BEGIN Data to use
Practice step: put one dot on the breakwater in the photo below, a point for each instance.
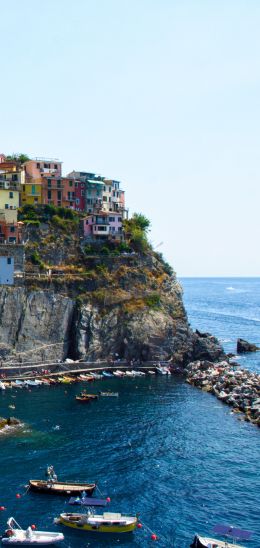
(236, 387)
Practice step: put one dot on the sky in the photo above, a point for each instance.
(163, 95)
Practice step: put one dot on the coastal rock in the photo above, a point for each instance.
(244, 346)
END Data to use
#### Given request
Update the entries above so that "dot" becomes "marker" everywhere it appears, keeping every other word unchanged. Omit the pictures from your copy.

#### Final answer
Practice step: put one marker on the breakwater in the photo below, a point for each instance.
(236, 387)
Practice step: put one marker on the sky in the photo above, a point for each instance.
(163, 95)
Practice step: put one marker on the coastal rock in the photo above, a point for each instance.
(244, 346)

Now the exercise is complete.